» STATED EXERCISE: Count the lines in the records below that contain the string "gear", with case counting, and reply with that number alone.
** begin **
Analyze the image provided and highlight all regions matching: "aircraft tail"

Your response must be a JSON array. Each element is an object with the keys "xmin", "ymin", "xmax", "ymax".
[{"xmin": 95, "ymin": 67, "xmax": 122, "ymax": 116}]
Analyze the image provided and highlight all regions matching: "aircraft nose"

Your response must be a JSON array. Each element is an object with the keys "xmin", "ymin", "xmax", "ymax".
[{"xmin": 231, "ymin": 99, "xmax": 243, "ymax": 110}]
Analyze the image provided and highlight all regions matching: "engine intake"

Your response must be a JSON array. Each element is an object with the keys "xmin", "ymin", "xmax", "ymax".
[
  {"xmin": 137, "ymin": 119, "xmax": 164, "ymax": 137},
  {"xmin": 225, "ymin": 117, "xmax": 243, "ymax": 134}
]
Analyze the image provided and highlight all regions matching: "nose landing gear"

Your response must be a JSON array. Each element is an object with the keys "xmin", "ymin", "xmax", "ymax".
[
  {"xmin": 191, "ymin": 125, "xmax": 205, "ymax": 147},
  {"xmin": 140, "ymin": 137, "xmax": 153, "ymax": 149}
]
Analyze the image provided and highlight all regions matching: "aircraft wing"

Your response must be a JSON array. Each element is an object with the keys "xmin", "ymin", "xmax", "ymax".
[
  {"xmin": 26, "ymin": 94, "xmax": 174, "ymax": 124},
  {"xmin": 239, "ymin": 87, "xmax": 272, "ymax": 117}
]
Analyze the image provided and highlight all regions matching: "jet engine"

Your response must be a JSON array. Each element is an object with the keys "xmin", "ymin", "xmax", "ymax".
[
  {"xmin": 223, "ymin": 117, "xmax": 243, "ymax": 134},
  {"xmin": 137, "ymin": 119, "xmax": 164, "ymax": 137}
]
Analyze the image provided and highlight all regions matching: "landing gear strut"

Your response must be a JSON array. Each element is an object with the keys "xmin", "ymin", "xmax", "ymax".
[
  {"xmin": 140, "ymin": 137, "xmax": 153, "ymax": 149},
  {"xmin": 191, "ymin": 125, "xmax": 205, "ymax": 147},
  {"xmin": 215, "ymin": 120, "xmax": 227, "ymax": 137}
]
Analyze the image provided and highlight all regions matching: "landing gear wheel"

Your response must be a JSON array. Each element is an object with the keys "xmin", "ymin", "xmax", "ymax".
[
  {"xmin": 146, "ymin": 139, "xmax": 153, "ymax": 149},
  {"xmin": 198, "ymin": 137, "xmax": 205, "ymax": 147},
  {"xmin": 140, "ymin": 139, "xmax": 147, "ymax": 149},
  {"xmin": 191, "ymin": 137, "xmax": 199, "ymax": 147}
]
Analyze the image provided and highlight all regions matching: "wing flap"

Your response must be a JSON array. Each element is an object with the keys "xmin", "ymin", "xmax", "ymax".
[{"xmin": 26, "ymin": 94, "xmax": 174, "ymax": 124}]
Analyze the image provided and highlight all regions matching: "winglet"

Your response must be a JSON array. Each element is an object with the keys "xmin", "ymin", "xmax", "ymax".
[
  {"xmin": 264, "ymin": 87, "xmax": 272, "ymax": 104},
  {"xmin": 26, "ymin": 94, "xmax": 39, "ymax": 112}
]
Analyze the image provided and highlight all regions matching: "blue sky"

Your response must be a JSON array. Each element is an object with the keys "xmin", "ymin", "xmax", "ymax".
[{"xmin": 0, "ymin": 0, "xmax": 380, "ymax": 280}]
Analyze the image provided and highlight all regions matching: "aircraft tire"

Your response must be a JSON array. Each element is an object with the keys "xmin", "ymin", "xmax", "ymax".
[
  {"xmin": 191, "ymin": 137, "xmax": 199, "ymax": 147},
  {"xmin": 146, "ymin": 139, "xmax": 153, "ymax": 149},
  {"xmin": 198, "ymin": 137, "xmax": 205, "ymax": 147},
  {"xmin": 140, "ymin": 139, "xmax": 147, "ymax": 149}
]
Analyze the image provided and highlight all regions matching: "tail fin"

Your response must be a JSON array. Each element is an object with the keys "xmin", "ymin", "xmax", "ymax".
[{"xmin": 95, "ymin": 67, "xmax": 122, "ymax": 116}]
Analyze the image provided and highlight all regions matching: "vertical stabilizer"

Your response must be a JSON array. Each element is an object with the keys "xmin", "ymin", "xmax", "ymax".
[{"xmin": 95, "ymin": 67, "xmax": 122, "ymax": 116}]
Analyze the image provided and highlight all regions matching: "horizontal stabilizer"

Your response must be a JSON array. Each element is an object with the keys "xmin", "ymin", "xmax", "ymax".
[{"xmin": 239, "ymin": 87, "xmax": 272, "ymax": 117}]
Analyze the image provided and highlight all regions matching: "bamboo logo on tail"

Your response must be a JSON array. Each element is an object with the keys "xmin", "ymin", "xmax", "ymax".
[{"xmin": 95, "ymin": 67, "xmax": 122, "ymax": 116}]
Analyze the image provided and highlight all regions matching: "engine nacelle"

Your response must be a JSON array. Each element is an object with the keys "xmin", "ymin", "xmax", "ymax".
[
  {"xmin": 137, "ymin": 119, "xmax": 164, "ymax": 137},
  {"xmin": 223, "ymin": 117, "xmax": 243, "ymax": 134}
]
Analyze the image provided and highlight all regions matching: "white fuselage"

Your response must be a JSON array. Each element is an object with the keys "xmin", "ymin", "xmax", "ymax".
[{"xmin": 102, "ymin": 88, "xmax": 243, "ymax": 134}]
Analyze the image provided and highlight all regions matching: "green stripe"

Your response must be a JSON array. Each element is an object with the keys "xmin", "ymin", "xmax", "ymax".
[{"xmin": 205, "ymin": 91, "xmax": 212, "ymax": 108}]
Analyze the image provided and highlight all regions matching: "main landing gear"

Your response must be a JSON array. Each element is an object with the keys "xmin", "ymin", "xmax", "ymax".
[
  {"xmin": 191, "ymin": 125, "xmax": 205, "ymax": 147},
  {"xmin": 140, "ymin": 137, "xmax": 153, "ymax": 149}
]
** end **
» SOLUTION FOR THIS EXERCISE: 4